╭─ TESTO DI PARTENZA
La promozione, o almeno, la tolleranza per i diritti della comunità LGBT in Thailandia ha un grande impatto sul progresso democratico. La tolleranza, se non l’abbraccio completo di differenti identità di genere, può accrescere la tolleranza politica se non l’accettazione di differenti punti di vista ed ideologie.
C’è un parallelo tra i due e, nonostante l’essere sotto un governo militare da due anni e mezzo, la Thailandia può ancora fare dei progressi nelle due aree. Ci sono delle ragioni per l’ottimismo.
A fine anno passato si è avuta la nomina di Vitit Muntarbhorn come primo esperto in assoluto di orientamento sessuale ed identità di genere ed è stata una buona notizia.
Diplomatici di alto profilo, come il nuovo ambasciatore britannico in Thaiandia Brian Davidson e di suo marito americano Scott Chang, che ho incontrato entrambi, hanno intrapreso un’offensiva accattivante della comunità LGBT sin da quando sono arrivati nell’ultima parte dell’anno. Molti media thailandesi lo hanno intervistato sulla questione, normalizzando ulteriormente l’accettazione se non la tolleranza.
Gli esponenti più in vista della comunità LGBT sono ora presenze comuni ai ricevimenti diplomatici occidentali a Bangkok, ed alcuni media cartacei riservano molto spazio alla questione. Alla fine di questo anno, Bangkok ospiterà una Marcia dell’Orgoglio LGBT. Tutto questo, benché ci sia al comando una giunta militare repressiva, è una ragione per essere fiduciosi.
Ad essere giusti, quando incontrai Vitit ad un ricevimento diplomatico, il professore mi disse che non c’era qualcosa di scritto da parte del governo militare thai ad invitarlo a fare qualcosa di sua competenza. Si badi, gli esperti dell’ONU, anche quelli a Bangkok come Vitit, non possono interferire sulle questioni locali se non invitati dal governo che li ospita. Una legge di matrimonio di persone dello stesso sesso è stata messa da parte nel frattempo e può essere ripresa solo dopo che la giunta sarà andata via.
╰─
-- ATTIVITÀ RICHIESTE --
1. Secondo il testo sui diritti LGBT in Thailandia, quale evento ospiterà Bangkok alla fine di questo anno?
2. Riprenda il testo sui diritti LGBT in Thailandia e ne scriva il seguito dopo l’ultima frase.
╭─ VOCI FORNITE
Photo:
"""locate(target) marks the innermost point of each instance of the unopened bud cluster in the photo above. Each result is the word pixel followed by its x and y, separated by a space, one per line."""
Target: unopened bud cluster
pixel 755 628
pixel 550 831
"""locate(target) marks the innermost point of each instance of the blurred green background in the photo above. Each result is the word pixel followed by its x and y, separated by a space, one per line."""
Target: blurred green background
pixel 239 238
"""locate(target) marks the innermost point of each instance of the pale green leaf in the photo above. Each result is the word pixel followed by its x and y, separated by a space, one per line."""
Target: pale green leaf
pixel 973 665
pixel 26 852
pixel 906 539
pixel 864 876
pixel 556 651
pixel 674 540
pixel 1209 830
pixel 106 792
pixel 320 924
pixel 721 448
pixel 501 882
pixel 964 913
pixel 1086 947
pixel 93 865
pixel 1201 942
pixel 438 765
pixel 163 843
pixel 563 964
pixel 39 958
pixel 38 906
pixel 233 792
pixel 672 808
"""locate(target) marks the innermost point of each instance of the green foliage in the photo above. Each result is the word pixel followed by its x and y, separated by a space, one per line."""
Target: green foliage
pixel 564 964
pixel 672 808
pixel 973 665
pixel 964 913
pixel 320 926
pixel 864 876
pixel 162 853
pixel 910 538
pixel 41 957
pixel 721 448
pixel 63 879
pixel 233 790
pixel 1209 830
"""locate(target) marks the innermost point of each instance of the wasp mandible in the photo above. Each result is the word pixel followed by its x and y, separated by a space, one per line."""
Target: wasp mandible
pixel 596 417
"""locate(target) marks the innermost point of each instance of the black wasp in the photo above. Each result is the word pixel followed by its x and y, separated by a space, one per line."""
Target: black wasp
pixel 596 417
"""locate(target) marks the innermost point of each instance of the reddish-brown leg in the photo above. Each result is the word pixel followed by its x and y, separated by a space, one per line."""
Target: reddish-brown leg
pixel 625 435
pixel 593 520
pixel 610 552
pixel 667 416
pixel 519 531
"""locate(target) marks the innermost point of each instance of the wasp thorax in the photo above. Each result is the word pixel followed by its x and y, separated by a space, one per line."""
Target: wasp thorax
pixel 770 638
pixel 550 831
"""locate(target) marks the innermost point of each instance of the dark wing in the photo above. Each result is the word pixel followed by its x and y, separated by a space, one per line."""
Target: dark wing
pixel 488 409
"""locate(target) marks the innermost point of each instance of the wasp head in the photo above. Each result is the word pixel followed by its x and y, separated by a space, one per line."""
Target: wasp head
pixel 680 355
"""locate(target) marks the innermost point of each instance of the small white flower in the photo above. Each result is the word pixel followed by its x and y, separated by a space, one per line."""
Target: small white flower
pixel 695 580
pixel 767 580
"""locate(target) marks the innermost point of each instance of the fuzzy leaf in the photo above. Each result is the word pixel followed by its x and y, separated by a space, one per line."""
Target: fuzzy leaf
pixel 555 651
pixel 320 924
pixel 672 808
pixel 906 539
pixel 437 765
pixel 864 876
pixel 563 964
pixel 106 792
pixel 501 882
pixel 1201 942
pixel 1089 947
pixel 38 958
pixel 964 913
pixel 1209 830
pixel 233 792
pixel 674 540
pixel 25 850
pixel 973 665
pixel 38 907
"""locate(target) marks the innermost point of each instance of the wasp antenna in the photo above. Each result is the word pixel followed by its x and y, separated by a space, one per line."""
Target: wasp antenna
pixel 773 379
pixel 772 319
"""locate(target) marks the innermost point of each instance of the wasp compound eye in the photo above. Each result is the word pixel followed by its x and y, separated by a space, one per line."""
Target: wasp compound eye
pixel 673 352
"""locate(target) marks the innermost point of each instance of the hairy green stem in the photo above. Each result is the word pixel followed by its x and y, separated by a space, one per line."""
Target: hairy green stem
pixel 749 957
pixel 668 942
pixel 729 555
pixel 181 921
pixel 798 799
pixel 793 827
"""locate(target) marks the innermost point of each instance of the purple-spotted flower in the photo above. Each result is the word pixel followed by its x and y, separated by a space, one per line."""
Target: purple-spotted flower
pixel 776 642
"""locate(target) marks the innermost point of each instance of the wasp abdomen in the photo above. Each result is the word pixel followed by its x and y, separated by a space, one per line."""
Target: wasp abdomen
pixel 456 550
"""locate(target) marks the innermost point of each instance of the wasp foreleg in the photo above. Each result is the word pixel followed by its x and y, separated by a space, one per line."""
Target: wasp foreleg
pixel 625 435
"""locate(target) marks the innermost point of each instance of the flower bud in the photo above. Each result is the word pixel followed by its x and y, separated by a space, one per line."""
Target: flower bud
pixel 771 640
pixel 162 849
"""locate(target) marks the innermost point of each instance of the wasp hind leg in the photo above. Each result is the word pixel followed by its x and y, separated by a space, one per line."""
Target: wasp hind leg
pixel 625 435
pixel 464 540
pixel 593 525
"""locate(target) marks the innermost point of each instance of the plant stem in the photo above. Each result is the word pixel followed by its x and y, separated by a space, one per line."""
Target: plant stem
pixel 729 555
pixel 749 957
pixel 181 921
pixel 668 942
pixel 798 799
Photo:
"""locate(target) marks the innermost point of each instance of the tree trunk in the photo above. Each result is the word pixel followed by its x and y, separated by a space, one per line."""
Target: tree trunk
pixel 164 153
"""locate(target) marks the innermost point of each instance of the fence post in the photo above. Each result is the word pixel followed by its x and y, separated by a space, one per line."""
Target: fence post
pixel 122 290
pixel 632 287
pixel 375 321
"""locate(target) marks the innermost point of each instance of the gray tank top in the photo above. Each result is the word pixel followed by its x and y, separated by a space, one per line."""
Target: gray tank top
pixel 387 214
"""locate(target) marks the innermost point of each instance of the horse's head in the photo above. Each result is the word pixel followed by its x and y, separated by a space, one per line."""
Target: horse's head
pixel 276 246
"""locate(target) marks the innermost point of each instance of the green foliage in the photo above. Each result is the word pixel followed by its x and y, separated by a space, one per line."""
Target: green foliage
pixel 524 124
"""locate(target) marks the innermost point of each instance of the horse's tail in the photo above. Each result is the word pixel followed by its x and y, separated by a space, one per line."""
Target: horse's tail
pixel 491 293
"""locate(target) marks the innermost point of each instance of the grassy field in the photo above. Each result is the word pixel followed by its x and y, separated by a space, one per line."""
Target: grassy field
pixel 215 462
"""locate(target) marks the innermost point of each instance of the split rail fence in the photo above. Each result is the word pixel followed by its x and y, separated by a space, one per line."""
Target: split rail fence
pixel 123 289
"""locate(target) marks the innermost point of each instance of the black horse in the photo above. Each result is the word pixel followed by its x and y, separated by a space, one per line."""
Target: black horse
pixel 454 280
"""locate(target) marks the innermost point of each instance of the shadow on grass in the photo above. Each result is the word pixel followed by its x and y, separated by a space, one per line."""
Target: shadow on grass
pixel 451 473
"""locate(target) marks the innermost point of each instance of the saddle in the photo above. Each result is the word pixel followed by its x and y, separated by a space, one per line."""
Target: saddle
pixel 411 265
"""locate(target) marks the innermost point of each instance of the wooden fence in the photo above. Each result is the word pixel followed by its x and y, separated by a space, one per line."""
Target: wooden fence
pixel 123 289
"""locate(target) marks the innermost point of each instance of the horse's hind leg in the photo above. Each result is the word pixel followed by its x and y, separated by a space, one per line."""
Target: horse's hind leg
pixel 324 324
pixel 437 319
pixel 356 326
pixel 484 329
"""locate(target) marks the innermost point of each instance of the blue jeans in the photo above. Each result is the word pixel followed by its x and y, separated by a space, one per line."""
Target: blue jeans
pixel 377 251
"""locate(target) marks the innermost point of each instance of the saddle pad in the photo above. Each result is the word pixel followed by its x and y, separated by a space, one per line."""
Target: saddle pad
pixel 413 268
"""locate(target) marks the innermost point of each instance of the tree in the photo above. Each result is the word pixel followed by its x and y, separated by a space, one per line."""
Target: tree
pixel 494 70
╰─
-- RISPOSTE ALLE ATTIVITÀ --
1. Una Marcia dell’Orgoglio LGBT.

2.
Tutto questo non vuol dire che non possiamo fare nulla per migliorare i diritti della comunità LGBT e quindi la cultura democratica.
Al cuore c’è lo scontro per chiudere gli spazi ai discorsi di odio anti LGBT e renderli culturalmente e politicamente inaccettabili.
Entrambi gli schieramenti della divisione politica, magliette rosse e magliette gialle, hanno una bella dose di elementi antigay e anti LGBT. Mi si ricorda il gruppo delle magliette rosse Rak Chiang Mai 51 che nei loro giorni migliori senza alcuna vergogna soppressero il tentativo di organizzare nel 2009 una Parata dell’Orgoglio LGBT. Un cosa vergognosa ed omofobica.
In un articolo del febbraio di quell’anno, citai un capo del gruppo Petchawat Wattanapongsiri che affermava di parlare per conto dei residenti di Chiang Mai:
“La gente di Chiang Mai non lo può accettare e fermerà la parata con tutti i mezzi, persino con la violenza”.
Questo rivela come persino un gruppo che afferma di essere per la democrazia possa essere intollerante della diversità. Se non si accettano o non si tollerano le differenti identità sessuali e di genere, è difficile immaginare questa gente vedere accettare la diversità politica.
Su un altro fronte, chi mi segue su Twitter sa che negli anni sono stato spesso accusato di essere gay e che mi sono state lanciate contro frasi omofobe da parte di figuri che odiano la mia posizione politica contro la legge di lesa maestà e la giunta militare.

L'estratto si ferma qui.